[Records for processing]:
┌──

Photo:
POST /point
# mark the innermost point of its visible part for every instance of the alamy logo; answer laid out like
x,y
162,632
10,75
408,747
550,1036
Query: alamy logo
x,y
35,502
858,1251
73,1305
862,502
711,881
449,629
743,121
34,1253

└──
┌──

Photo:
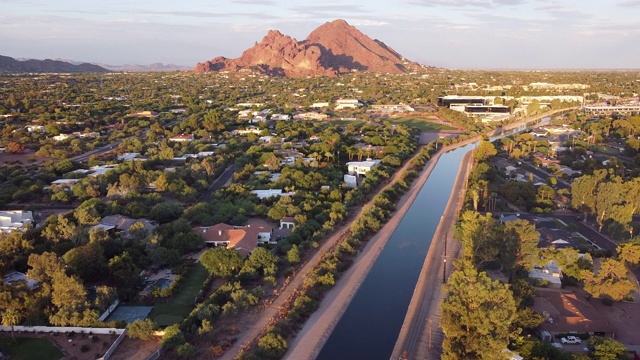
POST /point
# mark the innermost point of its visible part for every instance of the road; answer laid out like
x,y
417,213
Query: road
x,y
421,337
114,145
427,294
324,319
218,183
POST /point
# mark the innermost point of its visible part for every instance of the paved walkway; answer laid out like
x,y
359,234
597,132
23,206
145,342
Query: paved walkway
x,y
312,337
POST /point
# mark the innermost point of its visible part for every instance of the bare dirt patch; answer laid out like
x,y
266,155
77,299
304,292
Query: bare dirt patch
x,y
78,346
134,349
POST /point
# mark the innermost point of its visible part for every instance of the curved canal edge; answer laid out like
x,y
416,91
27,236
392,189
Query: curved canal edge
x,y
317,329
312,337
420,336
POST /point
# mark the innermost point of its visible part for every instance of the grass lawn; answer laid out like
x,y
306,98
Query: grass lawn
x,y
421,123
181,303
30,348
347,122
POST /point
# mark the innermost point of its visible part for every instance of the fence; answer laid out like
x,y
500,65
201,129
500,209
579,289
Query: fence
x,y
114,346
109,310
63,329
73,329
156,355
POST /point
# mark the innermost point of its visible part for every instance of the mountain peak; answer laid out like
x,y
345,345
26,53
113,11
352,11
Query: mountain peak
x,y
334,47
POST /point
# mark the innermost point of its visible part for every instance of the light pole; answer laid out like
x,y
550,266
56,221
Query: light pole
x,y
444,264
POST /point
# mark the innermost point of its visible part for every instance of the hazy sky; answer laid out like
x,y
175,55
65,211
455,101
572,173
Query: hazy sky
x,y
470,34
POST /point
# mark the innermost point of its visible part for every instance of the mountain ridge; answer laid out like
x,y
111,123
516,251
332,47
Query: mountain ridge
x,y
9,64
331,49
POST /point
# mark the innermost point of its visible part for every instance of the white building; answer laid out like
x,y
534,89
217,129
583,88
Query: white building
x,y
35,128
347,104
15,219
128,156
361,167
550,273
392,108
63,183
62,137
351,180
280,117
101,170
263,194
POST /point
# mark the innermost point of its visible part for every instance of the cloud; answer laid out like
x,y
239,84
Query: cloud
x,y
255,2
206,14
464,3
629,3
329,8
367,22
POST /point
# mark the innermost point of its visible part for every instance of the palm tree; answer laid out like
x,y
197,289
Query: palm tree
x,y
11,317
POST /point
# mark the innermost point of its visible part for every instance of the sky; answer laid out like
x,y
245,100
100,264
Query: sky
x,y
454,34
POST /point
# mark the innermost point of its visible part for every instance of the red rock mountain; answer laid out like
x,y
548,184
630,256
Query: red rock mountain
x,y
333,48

└──

[The task]:
Pull out every line in the rows above that contains the string "grass". Case counts, so copy only lines where the capitalization matches.

[Output]:
# mark the innermost point of its visible part for every instance of the grass lawn; answer laid out like
Query: grass lawn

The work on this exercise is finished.